Written exercise
Reproduce word for word the stretch of the listing from its start through the line containing "(1027, 100)". Leave the pictures out of your answer.

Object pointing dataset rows
++++++++

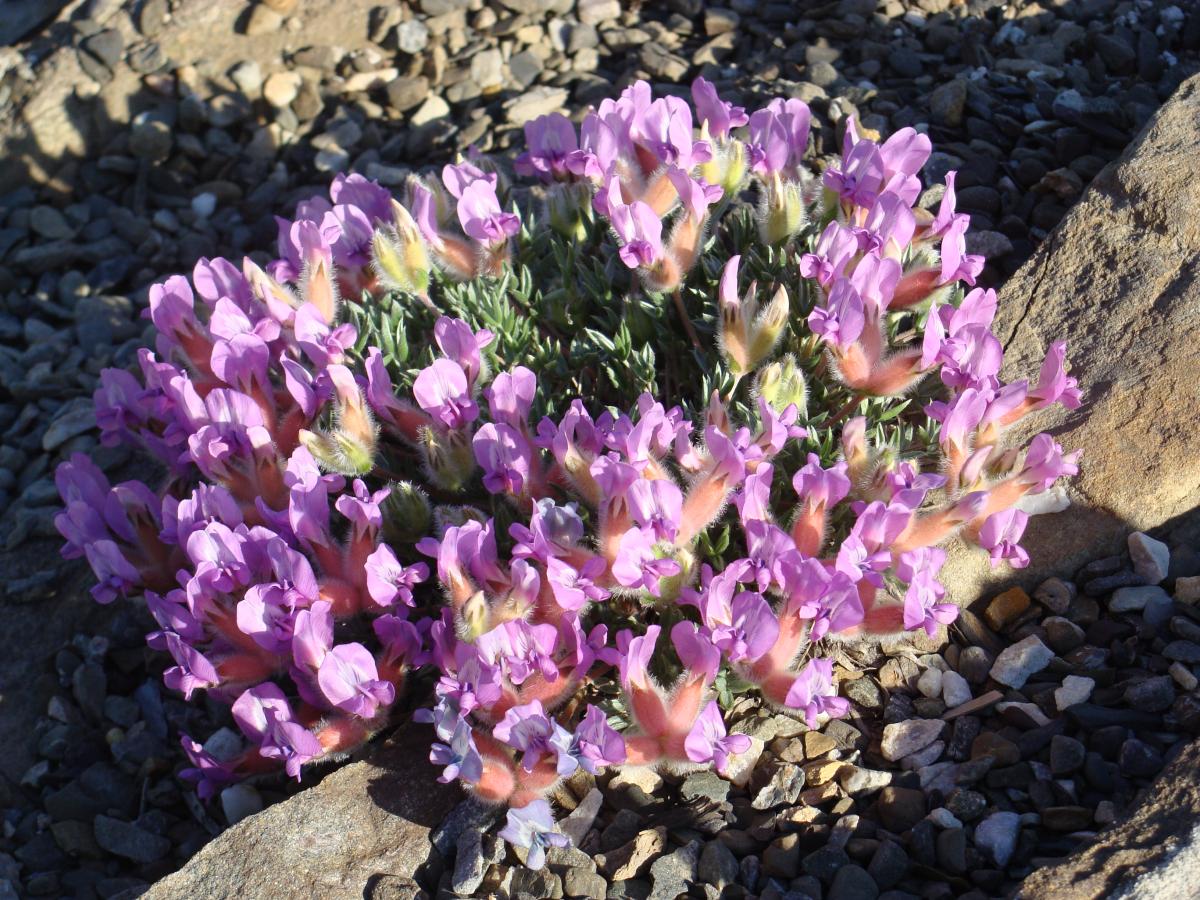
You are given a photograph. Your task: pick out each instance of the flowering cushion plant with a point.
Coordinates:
(667, 486)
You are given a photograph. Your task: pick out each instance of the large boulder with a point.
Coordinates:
(367, 822)
(1120, 281)
(1155, 852)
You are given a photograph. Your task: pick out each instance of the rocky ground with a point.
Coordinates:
(138, 137)
(957, 775)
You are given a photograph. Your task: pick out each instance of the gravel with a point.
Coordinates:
(1027, 100)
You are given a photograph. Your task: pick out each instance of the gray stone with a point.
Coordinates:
(412, 36)
(329, 841)
(905, 738)
(1017, 663)
(1135, 599)
(852, 882)
(1151, 558)
(1123, 239)
(671, 874)
(718, 865)
(581, 819)
(129, 841)
(996, 837)
(948, 102)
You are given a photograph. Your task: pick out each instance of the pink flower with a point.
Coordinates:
(709, 742)
(442, 391)
(349, 681)
(1001, 534)
(815, 694)
(388, 581)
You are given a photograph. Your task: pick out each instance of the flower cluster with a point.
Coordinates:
(585, 607)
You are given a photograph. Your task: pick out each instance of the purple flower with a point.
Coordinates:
(841, 321)
(664, 129)
(216, 553)
(550, 141)
(388, 581)
(349, 681)
(655, 505)
(1001, 534)
(510, 396)
(1054, 384)
(529, 730)
(574, 588)
(922, 601)
(552, 531)
(838, 610)
(696, 651)
(442, 390)
(957, 264)
(835, 247)
(267, 617)
(815, 693)
(696, 195)
(779, 136)
(504, 456)
(861, 177)
(640, 232)
(459, 756)
(635, 655)
(821, 487)
(639, 565)
(708, 741)
(312, 636)
(1045, 463)
(751, 631)
(594, 745)
(720, 115)
(207, 772)
(462, 345)
(264, 714)
(115, 576)
(532, 827)
(481, 217)
(520, 649)
(363, 507)
(192, 669)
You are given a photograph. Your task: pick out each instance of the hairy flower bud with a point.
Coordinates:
(448, 456)
(768, 328)
(567, 207)
(783, 384)
(474, 617)
(407, 514)
(780, 210)
(400, 257)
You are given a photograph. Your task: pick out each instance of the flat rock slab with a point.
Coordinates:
(367, 821)
(1120, 281)
(1156, 852)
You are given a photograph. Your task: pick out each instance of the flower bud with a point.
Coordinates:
(449, 457)
(781, 384)
(407, 514)
(781, 210)
(474, 617)
(400, 257)
(727, 167)
(337, 451)
(567, 204)
(768, 328)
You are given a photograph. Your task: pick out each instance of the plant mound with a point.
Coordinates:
(615, 490)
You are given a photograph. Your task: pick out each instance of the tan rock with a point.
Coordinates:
(628, 861)
(1116, 281)
(329, 841)
(1006, 609)
(1155, 852)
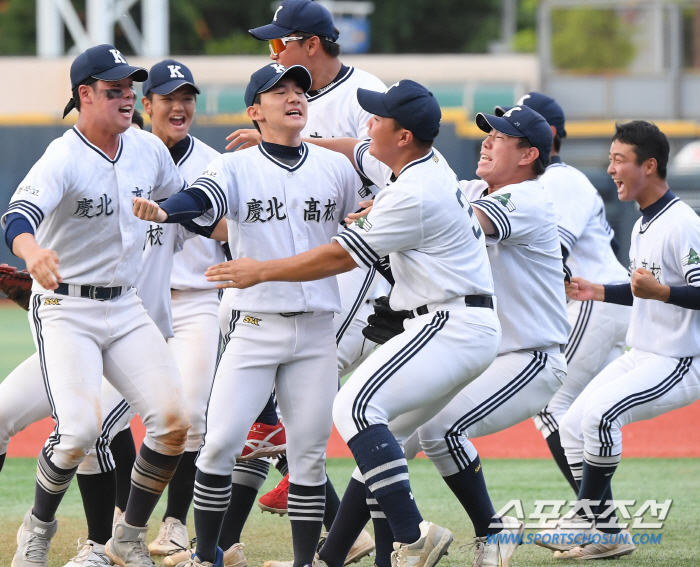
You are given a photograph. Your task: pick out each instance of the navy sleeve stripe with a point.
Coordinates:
(30, 210)
(495, 214)
(218, 196)
(352, 247)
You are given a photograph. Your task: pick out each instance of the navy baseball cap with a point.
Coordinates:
(521, 122)
(102, 62)
(409, 103)
(168, 76)
(544, 105)
(298, 15)
(267, 77)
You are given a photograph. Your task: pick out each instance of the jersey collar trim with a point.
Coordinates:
(98, 150)
(304, 155)
(417, 162)
(332, 85)
(655, 210)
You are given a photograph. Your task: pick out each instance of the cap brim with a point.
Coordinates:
(488, 122)
(297, 72)
(270, 31)
(372, 102)
(172, 86)
(139, 74)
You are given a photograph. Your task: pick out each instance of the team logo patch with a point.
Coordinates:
(363, 223)
(691, 258)
(505, 201)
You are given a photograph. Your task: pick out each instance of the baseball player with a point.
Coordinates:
(423, 221)
(597, 329)
(86, 318)
(521, 238)
(303, 33)
(658, 373)
(284, 196)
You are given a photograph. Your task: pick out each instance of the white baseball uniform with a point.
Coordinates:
(426, 225)
(597, 329)
(279, 333)
(659, 373)
(334, 112)
(78, 201)
(527, 268)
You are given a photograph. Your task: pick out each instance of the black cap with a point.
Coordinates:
(267, 77)
(544, 105)
(168, 76)
(521, 122)
(102, 62)
(409, 103)
(298, 15)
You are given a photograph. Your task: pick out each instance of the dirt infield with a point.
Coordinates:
(675, 434)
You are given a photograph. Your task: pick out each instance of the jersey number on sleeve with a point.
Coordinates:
(475, 229)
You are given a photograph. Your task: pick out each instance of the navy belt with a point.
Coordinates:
(469, 301)
(92, 292)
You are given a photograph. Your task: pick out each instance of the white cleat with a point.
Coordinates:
(601, 546)
(566, 535)
(427, 551)
(496, 550)
(172, 537)
(33, 541)
(90, 554)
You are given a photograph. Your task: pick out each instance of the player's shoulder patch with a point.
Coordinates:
(691, 258)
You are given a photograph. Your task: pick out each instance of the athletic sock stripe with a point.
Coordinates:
(389, 368)
(579, 330)
(359, 300)
(455, 448)
(639, 398)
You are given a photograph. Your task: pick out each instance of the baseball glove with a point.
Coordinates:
(384, 323)
(16, 284)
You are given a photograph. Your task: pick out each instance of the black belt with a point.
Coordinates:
(469, 301)
(94, 292)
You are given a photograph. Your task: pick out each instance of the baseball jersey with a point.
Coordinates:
(526, 262)
(198, 253)
(281, 211)
(667, 245)
(78, 201)
(423, 221)
(583, 229)
(334, 111)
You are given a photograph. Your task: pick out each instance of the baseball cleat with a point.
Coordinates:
(275, 501)
(33, 541)
(425, 552)
(233, 557)
(264, 441)
(90, 554)
(601, 546)
(497, 549)
(566, 535)
(127, 547)
(172, 536)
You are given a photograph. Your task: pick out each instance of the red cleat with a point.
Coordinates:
(275, 501)
(264, 441)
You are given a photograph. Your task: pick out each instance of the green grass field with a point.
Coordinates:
(268, 537)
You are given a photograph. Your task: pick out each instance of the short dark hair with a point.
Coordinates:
(330, 47)
(137, 119)
(648, 142)
(556, 143)
(538, 165)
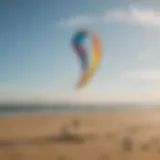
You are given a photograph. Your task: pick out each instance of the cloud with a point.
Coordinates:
(132, 15)
(151, 74)
(146, 56)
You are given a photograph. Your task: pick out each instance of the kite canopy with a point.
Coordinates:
(89, 61)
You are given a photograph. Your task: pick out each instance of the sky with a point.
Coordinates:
(38, 64)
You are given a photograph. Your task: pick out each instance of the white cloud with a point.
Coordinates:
(143, 74)
(132, 15)
(146, 56)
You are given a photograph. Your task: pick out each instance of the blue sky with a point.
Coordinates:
(37, 61)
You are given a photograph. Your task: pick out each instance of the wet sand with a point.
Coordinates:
(114, 135)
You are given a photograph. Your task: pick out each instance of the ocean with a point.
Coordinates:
(14, 109)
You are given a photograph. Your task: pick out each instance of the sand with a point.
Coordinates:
(114, 135)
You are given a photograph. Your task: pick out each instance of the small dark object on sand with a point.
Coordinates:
(110, 135)
(104, 157)
(62, 157)
(76, 123)
(127, 143)
(145, 147)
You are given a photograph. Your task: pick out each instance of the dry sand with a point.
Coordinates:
(114, 135)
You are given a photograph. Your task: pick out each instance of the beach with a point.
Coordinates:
(128, 134)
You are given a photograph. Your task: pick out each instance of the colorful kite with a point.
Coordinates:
(89, 61)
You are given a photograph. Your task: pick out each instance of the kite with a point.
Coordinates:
(89, 61)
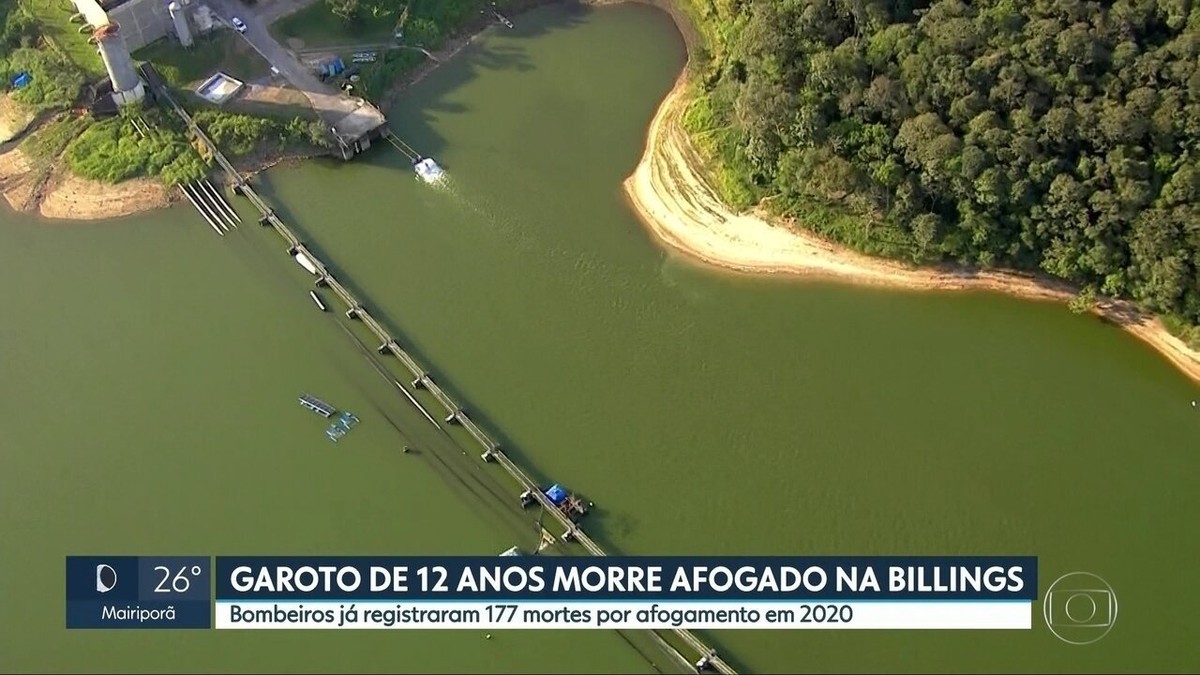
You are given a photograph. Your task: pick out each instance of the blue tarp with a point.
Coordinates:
(334, 66)
(557, 494)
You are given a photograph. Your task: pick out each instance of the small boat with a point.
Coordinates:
(306, 262)
(429, 171)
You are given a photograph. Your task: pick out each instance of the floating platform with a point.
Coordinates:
(429, 171)
(317, 406)
(345, 423)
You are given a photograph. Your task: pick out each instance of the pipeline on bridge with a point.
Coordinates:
(355, 310)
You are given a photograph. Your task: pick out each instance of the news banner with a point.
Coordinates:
(551, 592)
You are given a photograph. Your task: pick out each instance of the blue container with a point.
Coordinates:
(556, 494)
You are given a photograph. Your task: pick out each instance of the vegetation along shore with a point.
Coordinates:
(811, 138)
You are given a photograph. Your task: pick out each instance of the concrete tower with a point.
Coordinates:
(179, 17)
(127, 87)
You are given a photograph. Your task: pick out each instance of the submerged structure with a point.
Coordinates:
(317, 405)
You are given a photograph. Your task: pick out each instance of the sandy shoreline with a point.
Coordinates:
(677, 204)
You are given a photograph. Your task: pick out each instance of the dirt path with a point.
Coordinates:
(78, 198)
(677, 204)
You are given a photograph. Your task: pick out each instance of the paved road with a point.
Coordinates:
(335, 108)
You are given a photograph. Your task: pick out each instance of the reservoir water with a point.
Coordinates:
(150, 370)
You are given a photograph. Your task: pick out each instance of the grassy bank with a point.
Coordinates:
(423, 24)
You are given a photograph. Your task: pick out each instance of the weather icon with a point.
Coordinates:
(106, 578)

++++++++

Response
You are given a photograph. Your task: pick out each instance of the flowering cushion plant with a point.
Coordinates:
(667, 486)
You are given a photograph. Your task: pick out each instance of the large boulder with a point.
Coordinates:
(367, 822)
(1120, 281)
(1155, 852)
You are given a photograph. Your task: pick out each instance of the rocky ground with a point.
Coordinates:
(138, 137)
(957, 775)
You are given a photograph. Your task: pick out each instance of the gravel with a point.
Coordinates:
(1027, 100)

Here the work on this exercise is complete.